WHAT THE TASK REQUIRES -> Copy all lines of the listing that include the string "label".

SUPPLIED INFORMATION ->
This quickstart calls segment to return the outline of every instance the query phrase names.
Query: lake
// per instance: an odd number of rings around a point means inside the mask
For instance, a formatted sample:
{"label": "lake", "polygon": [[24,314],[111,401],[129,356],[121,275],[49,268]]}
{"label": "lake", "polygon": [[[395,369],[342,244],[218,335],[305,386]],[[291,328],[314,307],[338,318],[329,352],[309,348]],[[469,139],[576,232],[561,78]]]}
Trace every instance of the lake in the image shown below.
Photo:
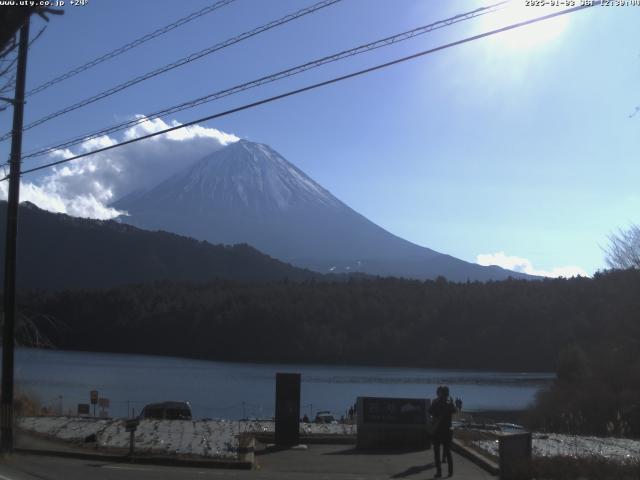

WRITTEN SOLUTION ->
{"label": "lake", "polygon": [[24,314],[111,401],[129,356],[121,275],[49,268]]}
{"label": "lake", "polygon": [[[395,369],[342,244],[218,335],[305,386]],[[291,328],[314,307],[338,318],[329,352],[309,348]],[[469,139],[576,232],[561,78]]]}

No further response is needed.